» **Dataset rows on where objects are located**:
□ □ □ □ □ □ □

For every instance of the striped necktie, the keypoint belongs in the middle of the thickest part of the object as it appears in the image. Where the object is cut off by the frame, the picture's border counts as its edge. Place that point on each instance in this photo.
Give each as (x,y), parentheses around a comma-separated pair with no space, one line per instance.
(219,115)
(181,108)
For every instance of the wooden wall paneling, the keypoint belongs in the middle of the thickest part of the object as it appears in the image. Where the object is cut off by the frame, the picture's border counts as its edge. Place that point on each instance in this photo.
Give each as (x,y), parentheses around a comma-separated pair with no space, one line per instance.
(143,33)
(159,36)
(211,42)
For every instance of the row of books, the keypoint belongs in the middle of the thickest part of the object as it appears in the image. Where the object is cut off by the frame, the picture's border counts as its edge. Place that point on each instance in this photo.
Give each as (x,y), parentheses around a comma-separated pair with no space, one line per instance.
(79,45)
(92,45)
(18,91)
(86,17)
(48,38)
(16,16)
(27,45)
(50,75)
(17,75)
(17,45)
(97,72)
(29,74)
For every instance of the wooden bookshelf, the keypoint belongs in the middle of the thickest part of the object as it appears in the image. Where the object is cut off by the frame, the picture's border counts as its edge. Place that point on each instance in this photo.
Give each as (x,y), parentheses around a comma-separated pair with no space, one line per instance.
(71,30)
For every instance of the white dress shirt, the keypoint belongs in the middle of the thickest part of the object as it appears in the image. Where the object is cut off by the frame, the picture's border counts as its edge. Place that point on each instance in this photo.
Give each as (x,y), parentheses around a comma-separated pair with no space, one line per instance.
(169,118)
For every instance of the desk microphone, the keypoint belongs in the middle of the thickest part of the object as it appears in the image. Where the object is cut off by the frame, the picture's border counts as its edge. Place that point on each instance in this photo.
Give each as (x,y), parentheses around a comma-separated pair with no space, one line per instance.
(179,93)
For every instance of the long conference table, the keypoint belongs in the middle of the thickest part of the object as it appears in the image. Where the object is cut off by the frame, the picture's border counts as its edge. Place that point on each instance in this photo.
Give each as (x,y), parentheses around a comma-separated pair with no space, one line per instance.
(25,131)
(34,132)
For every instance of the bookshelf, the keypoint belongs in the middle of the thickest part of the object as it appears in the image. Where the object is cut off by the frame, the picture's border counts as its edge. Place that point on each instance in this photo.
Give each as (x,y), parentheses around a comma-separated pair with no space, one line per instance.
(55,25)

□ □ □ □ □ □ □

Present all of the rows above as a two-column CSV with the columns "instruction" and "points", one line for each row. Put each row's text and its answer in their own quoted field, and replace any line breaks inside a field with spaces.

instruction,points
"For every instance of the striped necktie, the keypoint belongs in the middle of the thickest part of the object as it appears in the image. Where the object is cut off by the frame, the picture's border counts as its edge. Place that point on each instance in this photo. Give each as (x,y), parentheses around a comma-separated pair with no space, one line per instance.","(219,115) (181,108)"
"For every instance of the wooden wall paneling, the keypoint belongs in the middle of the thickest part of the object as it appears in the image. Where the object is cut off by the frame, the picture's border counts as its edge. Place that point on each instance in this photo. Give each as (x,y), parentheses around a comma-separated pair with no space, one line per instance.","(143,33) (159,36) (211,42)"
"For every instance of the row of books, the keypoint belongs in the middle of the thickest part of the object as it appears in the image. Where the object is cut off by the frame, the picture's border counts as its edge. Place that point on each instance in this photo. Give each as (x,y), parentheses around a comma-separated pair with no space, one line per instance.","(79,45) (92,45) (18,91) (86,17) (48,38) (16,16) (27,45) (50,75) (17,75) (17,45) (97,72) (29,74)"
"For every instance of the wooden bookshelf, the keypoint belongs in the middle of the thickest part of the object as it appears in the image. Where the object is cut off by the frame, the picture's border counts as its edge. Place that point on each instance in this photo. Give each as (x,y), parentheses around a comma-separated pair with no space, one line per instance.","(71,30)"
"For every instance of the white dress shirt, the keypoint belongs in the middle of the thickest part of the object as it appears in the image. Where the object is cut off by the frame, the picture's border counts as its edge. Place that point on each instance in this photo. Give each as (x,y), parentheses around a comma-separated pair with no space, one line per instance.","(169,118)"
"For every instance of the desk microphone, the keypoint belongs in the middle of the thickest part of the object as it appears in the image. Where the object is cut off by the frame, the picture's border counts as its edge. Place that point on each instance in this photo. Give each as (x,y), parentheses around a comma-separated pair with no space, one line per instance.","(179,93)"
"For every instance of the long conference table, the keypoint belongs in the middle of the thickest part of the object as it appears in the image. Where the object is cut off by the frame, the picture's border counts as its edge. Place that point on each instance in this photo. Give each as (x,y), parentheses around a comma-separated pair with no space, one line per instance.","(25,131) (34,132)"
"For every instance of the bookshelf, the keypoint belongs in the middle of the thickest part of the object as it appears in the image. Where the object is cut off by the frame, the picture's border counts as its edge. Place that point on each instance in this photo. Give each as (x,y), parentheses around a comma-separated pair with no space, one line per instance.","(55,25)"